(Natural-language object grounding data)

▶

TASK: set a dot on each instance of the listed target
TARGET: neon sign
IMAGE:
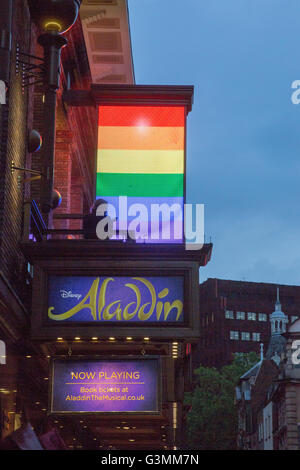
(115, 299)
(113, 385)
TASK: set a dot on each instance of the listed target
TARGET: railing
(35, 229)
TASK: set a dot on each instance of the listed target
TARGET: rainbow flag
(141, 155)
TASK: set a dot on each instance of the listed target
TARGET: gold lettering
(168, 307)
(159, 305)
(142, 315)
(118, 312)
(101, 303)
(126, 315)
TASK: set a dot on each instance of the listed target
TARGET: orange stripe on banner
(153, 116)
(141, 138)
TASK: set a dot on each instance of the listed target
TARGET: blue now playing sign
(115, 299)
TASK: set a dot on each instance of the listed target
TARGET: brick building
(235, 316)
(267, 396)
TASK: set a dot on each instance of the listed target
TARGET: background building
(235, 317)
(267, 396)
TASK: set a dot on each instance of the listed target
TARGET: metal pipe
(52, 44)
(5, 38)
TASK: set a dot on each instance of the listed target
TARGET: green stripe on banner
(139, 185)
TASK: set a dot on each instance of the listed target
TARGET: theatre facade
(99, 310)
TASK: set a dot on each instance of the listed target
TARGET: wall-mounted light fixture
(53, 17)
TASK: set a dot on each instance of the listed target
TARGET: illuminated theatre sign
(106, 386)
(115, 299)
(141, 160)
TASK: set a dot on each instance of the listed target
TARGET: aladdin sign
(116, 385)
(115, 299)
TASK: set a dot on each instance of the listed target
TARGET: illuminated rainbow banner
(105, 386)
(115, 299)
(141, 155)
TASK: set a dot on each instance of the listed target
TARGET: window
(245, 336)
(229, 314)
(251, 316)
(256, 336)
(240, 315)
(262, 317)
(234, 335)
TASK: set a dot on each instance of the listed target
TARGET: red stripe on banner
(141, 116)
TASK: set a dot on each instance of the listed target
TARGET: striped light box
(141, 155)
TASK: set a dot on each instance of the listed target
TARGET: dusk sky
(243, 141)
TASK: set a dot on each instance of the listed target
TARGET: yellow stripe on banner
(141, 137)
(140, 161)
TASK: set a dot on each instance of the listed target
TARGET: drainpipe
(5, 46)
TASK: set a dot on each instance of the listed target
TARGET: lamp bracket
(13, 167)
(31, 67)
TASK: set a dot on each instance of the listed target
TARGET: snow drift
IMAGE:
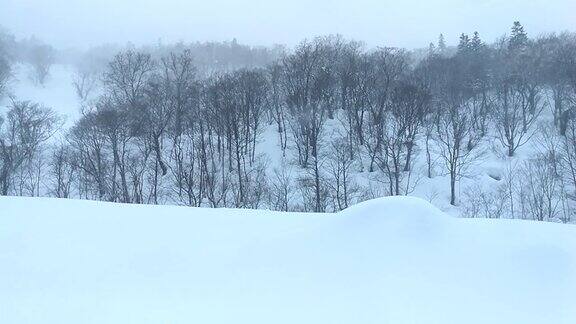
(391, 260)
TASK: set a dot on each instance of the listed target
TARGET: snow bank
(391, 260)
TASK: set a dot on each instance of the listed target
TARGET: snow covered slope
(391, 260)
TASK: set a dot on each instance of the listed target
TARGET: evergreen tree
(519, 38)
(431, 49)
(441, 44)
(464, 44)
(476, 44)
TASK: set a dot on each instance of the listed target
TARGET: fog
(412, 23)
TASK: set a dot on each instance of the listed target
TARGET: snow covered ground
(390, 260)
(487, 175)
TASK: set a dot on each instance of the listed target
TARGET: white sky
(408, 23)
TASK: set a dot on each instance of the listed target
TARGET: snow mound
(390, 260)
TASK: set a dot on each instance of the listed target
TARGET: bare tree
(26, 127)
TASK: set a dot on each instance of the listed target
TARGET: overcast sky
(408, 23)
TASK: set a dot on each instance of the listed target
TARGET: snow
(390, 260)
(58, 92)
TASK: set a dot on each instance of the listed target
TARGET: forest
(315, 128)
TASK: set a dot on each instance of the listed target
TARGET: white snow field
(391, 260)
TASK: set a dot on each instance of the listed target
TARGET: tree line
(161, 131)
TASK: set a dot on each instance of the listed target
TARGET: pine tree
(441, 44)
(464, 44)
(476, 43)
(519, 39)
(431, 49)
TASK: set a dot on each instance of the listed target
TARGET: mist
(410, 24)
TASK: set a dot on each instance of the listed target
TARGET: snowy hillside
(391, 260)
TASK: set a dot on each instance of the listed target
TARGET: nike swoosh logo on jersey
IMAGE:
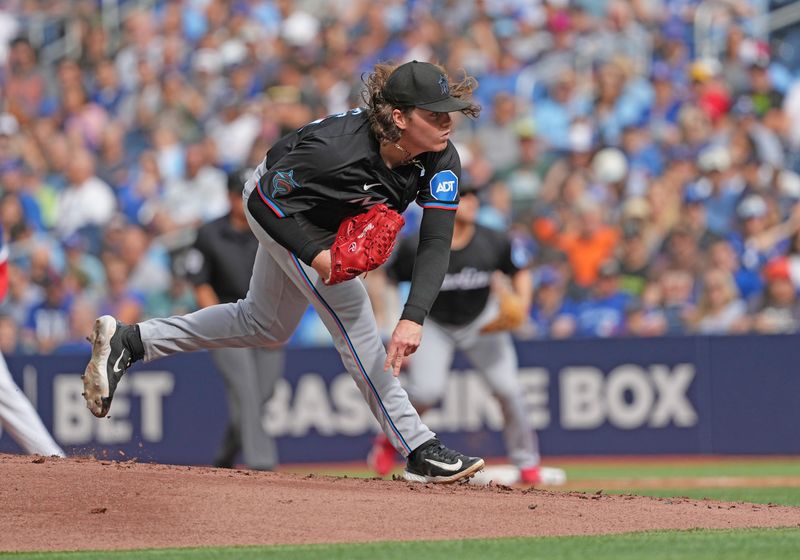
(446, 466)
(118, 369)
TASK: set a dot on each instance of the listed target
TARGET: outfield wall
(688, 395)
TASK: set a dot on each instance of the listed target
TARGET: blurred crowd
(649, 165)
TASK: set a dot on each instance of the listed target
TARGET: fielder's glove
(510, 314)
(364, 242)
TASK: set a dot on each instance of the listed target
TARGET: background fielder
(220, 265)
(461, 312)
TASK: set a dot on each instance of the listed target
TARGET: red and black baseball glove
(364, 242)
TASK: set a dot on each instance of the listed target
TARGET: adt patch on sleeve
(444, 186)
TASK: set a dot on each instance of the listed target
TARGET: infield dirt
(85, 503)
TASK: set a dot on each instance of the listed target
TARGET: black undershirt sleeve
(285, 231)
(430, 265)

◀

- Problem description -
Apart from the pictures, the entries above are to be repeated in full and exactly.

- Solution for this exercise -
TASK: set a dot on each instance of the listed target
TARGET: neon sign
IMAGE:
(115, 299)
(113, 385)
TASK: set a dot on each instance of the listed target
TARGET: railing
(35, 229)
TASK: set a dot on each instance of the listed target
TARGET: rainbow flag
(141, 155)
TASK: set a dot on each instance of the listed target
TARGET: gold lettering
(168, 307)
(159, 305)
(142, 315)
(118, 312)
(101, 303)
(126, 315)
TASK: set a dot on each instance of the listed target
TARGET: orange stripe on banner
(153, 116)
(141, 138)
TASK: set a dot on each instance of the listed target
TARGET: blue now playing sign
(115, 299)
TASK: set a dot on each instance of the listed target
TARGET: brick building
(235, 316)
(267, 396)
TASK: set a dot on each instance of the listed target
TARGET: background building
(235, 317)
(267, 396)
TASK: set a dot on each instance of the listed target
TARGET: metal pipe
(52, 44)
(5, 38)
TASK: set a dot on each instance of the listed target
TARGET: green stripe on banner
(139, 185)
TASK: set a dot on each instance of the listed target
TARGET: theatre facade
(99, 310)
TASK: set a dot on each instance of the listed target
TARGET: wall-mounted light fixture
(53, 17)
TASK: set a dot on each instance of the listed target
TARGET: illuminated theatre sign
(106, 386)
(115, 299)
(141, 160)
TASK: set a dot on each instance of the listed target
TARGET: aladdin sign
(116, 385)
(115, 299)
TASK: set a dot on each instance of the listed target
TARGET: illuminated rainbow banner
(105, 386)
(115, 299)
(141, 155)
TASK: set a dot on each instance of the listed target
TARGET: window
(245, 336)
(229, 314)
(251, 316)
(256, 336)
(240, 315)
(262, 317)
(234, 335)
TASK: set a dot on each instance of the listed target
TARGET: red stripe on banner
(141, 116)
TASK: set a dot on each instance of the listed target
TARGET: striped light box
(141, 155)
TASK: set a dot on each instance of the listed target
TARGET: dusk sky
(243, 141)
TASK: set a dot on each instance of the listed target
TARGET: yellow stripe on banner
(141, 137)
(140, 161)
TASK: set a dot on each instance of the listed target
TARGET: drainpipe
(5, 46)
TASK: set a dot on each instance of the listed target
TARGET: lamp bracket
(13, 167)
(31, 67)
TASK: set a dot on each instance of the listed target
TARGET: snow drift
IMAGE:
(391, 260)
TASK: set a dot on each instance of the listed target
TARGET: snow bank
(391, 260)
TASK: set a dot on each instance of the listed target
TARGET: snow covered slope
(391, 260)
TASK: set a dot on each instance of the listed target
TARGET: evergreen tree
(519, 38)
(431, 49)
(441, 44)
(464, 44)
(476, 44)
TASK: set a dot on each instance of the listed target
TARGET: fog
(412, 23)
TASK: set a dot on each instance of the listed target
TARGET: snow covered ground
(390, 260)
(487, 175)
TASK: set a dot on each instance of the listed target
TARGET: white sky
(408, 23)
TASK: set a dot on each instance of the listed target
TARGET: snow mound
(390, 260)
TASK: set a dot on each instance of the listed target
TARGET: bare tree
(26, 127)
TASK: set a dot on each instance of the listed target
TARGET: overcast sky
(408, 23)
TASK: set a dot on each instance of the listed target
TARGET: snow
(390, 260)
(58, 92)
TASK: set a dot on each instance of the listed target
TARGET: forest
(315, 128)
TASK: set a dot on each instance of the listed target
TARGET: white snow field
(391, 260)
TASK: set a dot on each instance of the listed target
TARGET: tree line
(161, 131)
TASK: set a dot on each instance of the listed target
TARGET: pine tree
(441, 44)
(464, 44)
(476, 43)
(519, 39)
(431, 49)
TASK: set a dot on each instance of the listed target
TARGET: mist
(410, 24)
TASK: set a dot on each instance of the listed target
TARGET: snowy hillside
(391, 260)
TASK: set a dot on each instance of the listed target
TARGET: nike swoosh logo on jersey
IMAGE:
(446, 466)
(118, 369)
TASK: set a dot on each instance of the listed target
TARGET: outfield wall
(688, 395)
TASK: set a dot on each instance of the listed target
TARGET: blurred crowd
(649, 165)
TASK: set a dot on each instance of the listed target
TARGET: fielder's glove
(510, 314)
(364, 242)
TASK: set a dot on each instance of the listed target
TARGET: background fielder
(220, 265)
(461, 312)
TASK: set a dot on each instance of the listed target
TARGET: red and black baseball glove
(364, 242)
TASK: set a dot on each instance of the listed target
TARGET: adt patch on sleeve
(444, 186)
TASK: set a dot on each instance of the listed target
TARGET: infield dirt
(85, 503)
TASK: set a dot on each instance of the listed target
TARGET: black undershirt sleeve
(285, 231)
(430, 265)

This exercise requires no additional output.